▶ [INSTRUCTIONS FOR THE TASK]: Could you turn everything in the records below, from the line containing "The scan above contains the pink" down to and including the line containing "[11,123,360,600]", into a JSON list of strings with one string per line and any blank lines left out?

▶ [DATASET]:
——————
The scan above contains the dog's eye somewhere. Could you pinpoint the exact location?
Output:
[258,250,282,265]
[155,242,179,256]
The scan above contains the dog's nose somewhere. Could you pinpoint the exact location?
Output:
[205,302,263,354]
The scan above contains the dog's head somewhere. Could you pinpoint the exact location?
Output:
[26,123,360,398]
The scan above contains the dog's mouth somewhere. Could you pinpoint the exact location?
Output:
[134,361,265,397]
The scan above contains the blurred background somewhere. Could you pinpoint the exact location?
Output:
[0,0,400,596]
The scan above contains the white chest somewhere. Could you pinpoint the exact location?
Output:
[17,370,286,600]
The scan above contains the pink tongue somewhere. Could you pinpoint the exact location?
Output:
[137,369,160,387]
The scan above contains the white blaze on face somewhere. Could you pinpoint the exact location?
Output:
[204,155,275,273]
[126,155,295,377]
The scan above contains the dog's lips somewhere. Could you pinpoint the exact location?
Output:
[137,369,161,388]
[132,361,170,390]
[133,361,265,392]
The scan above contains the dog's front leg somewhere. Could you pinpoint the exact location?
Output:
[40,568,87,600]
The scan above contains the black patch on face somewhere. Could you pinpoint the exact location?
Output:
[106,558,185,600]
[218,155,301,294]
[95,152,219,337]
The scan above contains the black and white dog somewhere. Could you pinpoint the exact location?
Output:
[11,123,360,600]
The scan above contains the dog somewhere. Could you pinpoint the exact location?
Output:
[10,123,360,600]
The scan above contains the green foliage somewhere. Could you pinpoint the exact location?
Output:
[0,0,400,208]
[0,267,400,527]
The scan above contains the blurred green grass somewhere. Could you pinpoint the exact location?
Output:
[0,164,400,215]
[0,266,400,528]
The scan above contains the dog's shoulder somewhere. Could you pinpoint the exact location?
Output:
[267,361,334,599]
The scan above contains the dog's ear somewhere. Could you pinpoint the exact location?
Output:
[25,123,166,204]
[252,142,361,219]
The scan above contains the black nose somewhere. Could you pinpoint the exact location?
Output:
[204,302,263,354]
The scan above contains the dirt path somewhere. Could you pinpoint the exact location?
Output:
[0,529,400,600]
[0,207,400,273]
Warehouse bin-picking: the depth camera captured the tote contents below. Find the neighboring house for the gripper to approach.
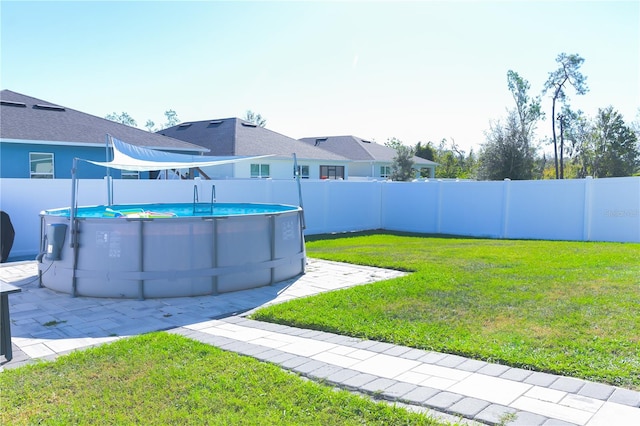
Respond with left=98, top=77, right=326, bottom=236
left=0, top=90, right=207, bottom=179
left=158, top=118, right=351, bottom=179
left=300, top=136, right=437, bottom=179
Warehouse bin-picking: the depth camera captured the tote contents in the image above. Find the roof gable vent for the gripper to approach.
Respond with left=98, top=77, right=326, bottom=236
left=0, top=100, right=27, bottom=108
left=33, top=104, right=65, bottom=111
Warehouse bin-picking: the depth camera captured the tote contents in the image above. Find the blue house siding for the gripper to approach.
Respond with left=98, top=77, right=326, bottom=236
left=0, top=142, right=149, bottom=179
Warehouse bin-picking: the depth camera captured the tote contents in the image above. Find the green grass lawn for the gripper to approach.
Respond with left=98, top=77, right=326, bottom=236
left=253, top=234, right=640, bottom=390
left=0, top=333, right=450, bottom=426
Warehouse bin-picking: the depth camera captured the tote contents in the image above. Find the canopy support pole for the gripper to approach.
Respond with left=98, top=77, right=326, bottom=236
left=293, top=152, right=307, bottom=230
left=69, top=157, right=78, bottom=297
left=105, top=134, right=113, bottom=207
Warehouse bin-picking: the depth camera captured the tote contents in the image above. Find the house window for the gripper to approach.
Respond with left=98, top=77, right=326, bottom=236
left=29, top=152, right=53, bottom=179
left=120, top=170, right=140, bottom=179
left=251, top=164, right=269, bottom=179
left=320, top=166, right=344, bottom=179
left=293, top=166, right=309, bottom=179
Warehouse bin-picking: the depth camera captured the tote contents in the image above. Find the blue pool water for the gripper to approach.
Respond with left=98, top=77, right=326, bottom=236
left=43, top=203, right=298, bottom=218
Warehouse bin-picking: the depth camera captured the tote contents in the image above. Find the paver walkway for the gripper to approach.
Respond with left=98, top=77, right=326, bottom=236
left=0, top=259, right=640, bottom=426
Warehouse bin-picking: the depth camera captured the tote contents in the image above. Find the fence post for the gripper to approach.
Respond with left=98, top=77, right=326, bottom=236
left=582, top=176, right=593, bottom=241
left=500, top=178, right=511, bottom=238
left=436, top=179, right=443, bottom=234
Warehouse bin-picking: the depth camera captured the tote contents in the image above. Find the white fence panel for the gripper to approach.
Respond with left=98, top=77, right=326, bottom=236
left=586, top=178, right=640, bottom=242
left=302, top=180, right=381, bottom=235
left=438, top=182, right=505, bottom=238
left=504, top=179, right=585, bottom=240
left=381, top=181, right=442, bottom=234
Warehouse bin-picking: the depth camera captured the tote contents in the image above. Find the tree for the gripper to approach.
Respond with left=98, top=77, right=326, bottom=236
left=478, top=111, right=535, bottom=180
left=104, top=112, right=138, bottom=127
left=384, top=138, right=403, bottom=151
left=507, top=70, right=544, bottom=143
left=591, top=106, right=640, bottom=177
left=560, top=105, right=593, bottom=178
left=244, top=110, right=267, bottom=127
left=160, top=109, right=180, bottom=130
left=478, top=70, right=543, bottom=180
left=391, top=144, right=415, bottom=182
left=144, top=120, right=156, bottom=133
left=543, top=53, right=589, bottom=179
left=414, top=142, right=436, bottom=161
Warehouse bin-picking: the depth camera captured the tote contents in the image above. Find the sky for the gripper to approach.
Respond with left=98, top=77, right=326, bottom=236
left=0, top=0, right=640, bottom=152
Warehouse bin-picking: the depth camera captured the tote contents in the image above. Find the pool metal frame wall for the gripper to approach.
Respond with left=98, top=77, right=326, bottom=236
left=38, top=206, right=306, bottom=299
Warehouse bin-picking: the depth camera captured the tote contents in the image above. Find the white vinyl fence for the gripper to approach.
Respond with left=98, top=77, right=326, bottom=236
left=0, top=177, right=640, bottom=256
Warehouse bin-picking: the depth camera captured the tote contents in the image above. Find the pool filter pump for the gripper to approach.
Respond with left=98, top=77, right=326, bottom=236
left=44, top=223, right=67, bottom=260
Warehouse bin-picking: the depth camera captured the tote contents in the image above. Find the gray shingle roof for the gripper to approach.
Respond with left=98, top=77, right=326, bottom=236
left=0, top=90, right=207, bottom=153
left=158, top=118, right=348, bottom=161
left=300, top=136, right=436, bottom=165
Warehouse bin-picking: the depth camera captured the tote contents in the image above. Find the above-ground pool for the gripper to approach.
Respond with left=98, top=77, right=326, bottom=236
left=38, top=203, right=306, bottom=299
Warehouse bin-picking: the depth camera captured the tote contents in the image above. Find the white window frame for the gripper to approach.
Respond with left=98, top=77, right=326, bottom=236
left=250, top=163, right=271, bottom=179
left=29, top=152, right=56, bottom=179
left=320, top=164, right=346, bottom=180
left=293, top=165, right=310, bottom=179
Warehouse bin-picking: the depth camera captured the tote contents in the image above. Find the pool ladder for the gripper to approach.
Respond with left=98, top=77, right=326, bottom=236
left=193, top=185, right=216, bottom=216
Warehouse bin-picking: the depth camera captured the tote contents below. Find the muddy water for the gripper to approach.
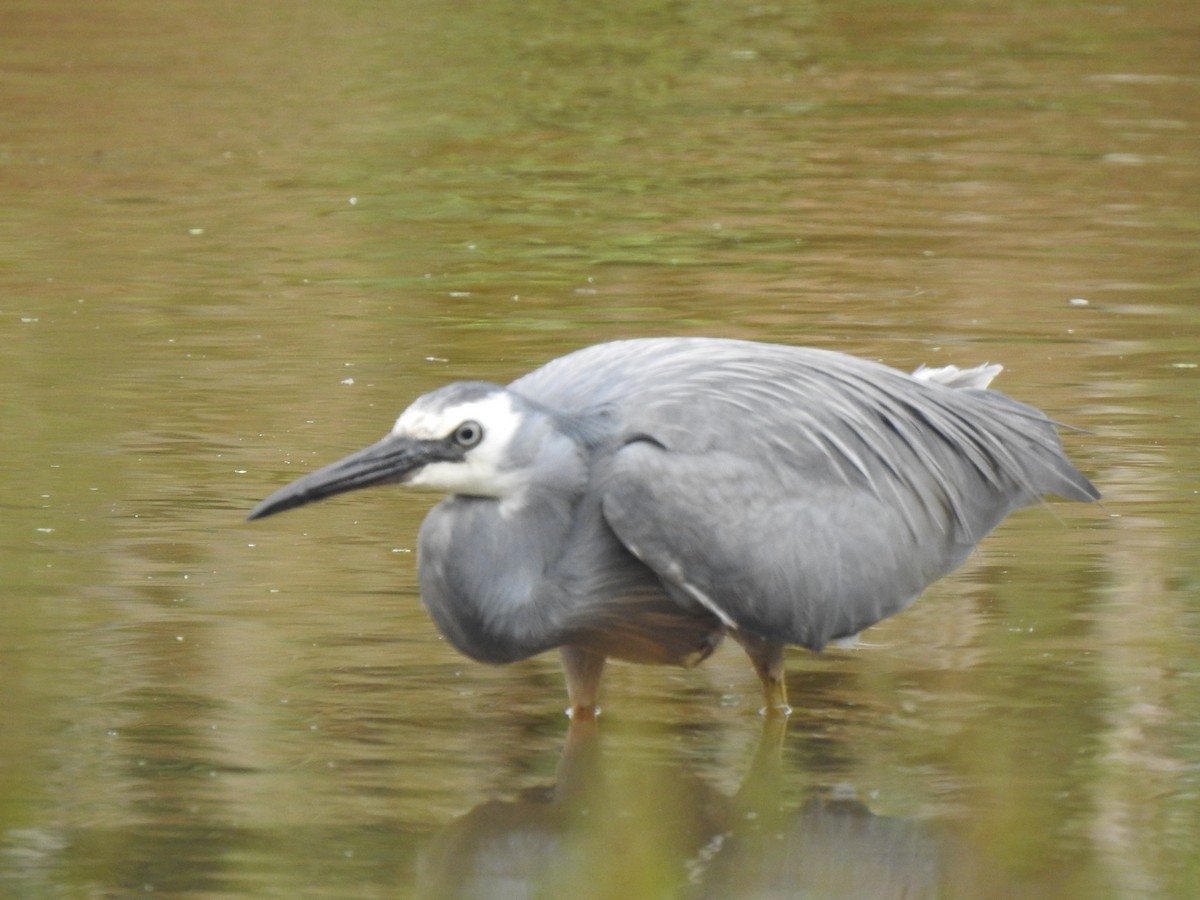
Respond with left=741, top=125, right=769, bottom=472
left=0, top=0, right=1200, bottom=898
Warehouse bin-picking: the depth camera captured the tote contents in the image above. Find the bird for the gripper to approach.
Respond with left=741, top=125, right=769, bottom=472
left=247, top=337, right=1099, bottom=720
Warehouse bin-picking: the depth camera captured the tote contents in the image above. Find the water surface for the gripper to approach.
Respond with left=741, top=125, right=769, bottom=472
left=0, top=0, right=1200, bottom=898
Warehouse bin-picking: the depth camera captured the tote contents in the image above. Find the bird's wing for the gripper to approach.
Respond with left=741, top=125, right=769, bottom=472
left=512, top=340, right=1094, bottom=647
left=604, top=440, right=953, bottom=649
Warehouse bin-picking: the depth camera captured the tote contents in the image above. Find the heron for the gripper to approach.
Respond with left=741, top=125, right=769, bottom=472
left=248, top=337, right=1099, bottom=720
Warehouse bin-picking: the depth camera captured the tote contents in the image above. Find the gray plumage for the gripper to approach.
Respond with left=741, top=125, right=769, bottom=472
left=251, top=338, right=1099, bottom=714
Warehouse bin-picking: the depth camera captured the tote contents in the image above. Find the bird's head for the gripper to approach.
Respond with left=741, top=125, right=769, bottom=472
left=247, top=382, right=571, bottom=518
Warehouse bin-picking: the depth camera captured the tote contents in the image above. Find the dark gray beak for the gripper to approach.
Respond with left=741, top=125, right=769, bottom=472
left=246, top=434, right=462, bottom=520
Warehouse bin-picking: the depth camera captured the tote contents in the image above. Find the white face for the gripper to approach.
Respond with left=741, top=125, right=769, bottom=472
left=391, top=391, right=523, bottom=498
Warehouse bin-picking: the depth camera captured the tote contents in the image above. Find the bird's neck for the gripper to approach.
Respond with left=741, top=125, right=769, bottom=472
left=418, top=491, right=574, bottom=664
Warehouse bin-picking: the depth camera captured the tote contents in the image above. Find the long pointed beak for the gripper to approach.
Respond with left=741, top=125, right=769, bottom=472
left=246, top=434, right=452, bottom=521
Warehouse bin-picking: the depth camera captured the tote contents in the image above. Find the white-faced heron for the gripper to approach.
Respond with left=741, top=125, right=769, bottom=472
left=243, top=338, right=1099, bottom=718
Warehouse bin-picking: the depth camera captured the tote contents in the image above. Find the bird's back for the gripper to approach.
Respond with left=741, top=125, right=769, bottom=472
left=510, top=338, right=1098, bottom=648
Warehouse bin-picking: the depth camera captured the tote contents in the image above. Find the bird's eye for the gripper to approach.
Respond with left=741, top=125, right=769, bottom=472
left=454, top=421, right=484, bottom=450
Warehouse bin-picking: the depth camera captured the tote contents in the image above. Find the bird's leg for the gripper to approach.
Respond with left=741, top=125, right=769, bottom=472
left=731, top=631, right=792, bottom=716
left=559, top=647, right=605, bottom=721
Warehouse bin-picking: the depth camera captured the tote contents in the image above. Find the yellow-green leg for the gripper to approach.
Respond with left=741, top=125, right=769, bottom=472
left=559, top=647, right=605, bottom=721
left=731, top=631, right=792, bottom=716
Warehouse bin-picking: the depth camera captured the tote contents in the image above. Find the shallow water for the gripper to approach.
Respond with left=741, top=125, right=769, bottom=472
left=0, top=0, right=1200, bottom=898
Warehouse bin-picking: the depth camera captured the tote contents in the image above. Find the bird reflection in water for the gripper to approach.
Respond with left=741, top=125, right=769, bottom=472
left=420, top=716, right=947, bottom=900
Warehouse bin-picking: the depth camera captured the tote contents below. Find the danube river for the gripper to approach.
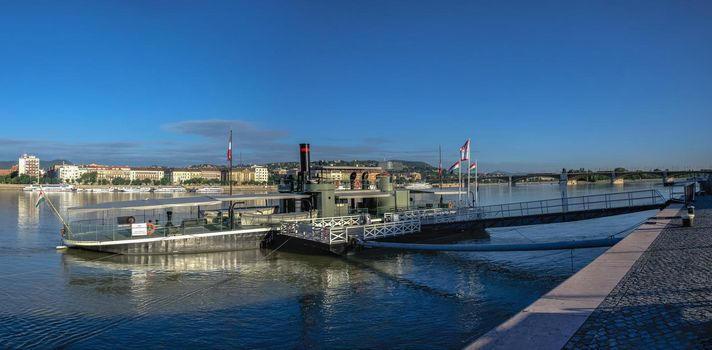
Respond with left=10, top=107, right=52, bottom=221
left=0, top=182, right=667, bottom=349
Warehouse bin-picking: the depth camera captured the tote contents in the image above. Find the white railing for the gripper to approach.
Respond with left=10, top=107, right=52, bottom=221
left=346, top=220, right=420, bottom=241
left=285, top=215, right=360, bottom=227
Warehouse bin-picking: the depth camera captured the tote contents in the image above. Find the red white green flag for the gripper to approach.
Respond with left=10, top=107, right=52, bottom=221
left=460, top=139, right=470, bottom=160
left=35, top=191, right=46, bottom=208
left=227, top=130, right=232, bottom=160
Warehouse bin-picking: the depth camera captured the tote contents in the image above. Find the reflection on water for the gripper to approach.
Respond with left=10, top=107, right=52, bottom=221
left=0, top=185, right=664, bottom=349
——————
▶ [WRITTEN SOLUTION]:
[
  "The scan above contains the pink tongue somewhere. Could you pinpoint the exact location?",
  "Output:",
  "[137,369,160,387]",
  "The scan above contains the white blaze on face somewhere. Could you pinpoint the exact location?",
  "Output:",
  "[204,155,275,273]",
  "[126,155,295,377]",
  "The scan above contains the dog's lips somewhere. Could you pinpoint the exact location?",
  "Output:",
  "[137,369,161,388]",
  "[132,361,170,390]",
  "[133,361,265,392]",
  "The scan above contains the dog's front leg somewhere. Could you pinpoint the exact location?",
  "Output:",
  "[40,568,87,600]",
  "The scan above contains the black patch on face somewhere. Could you pinpoint the exact location?",
  "Output:",
  "[106,558,185,600]",
  "[218,155,301,294]",
  "[95,152,219,337]",
  "The scan above contains the black and white dog somewhere. Could you pinpoint the exact location?",
  "Output:",
  "[11,123,360,600]"
]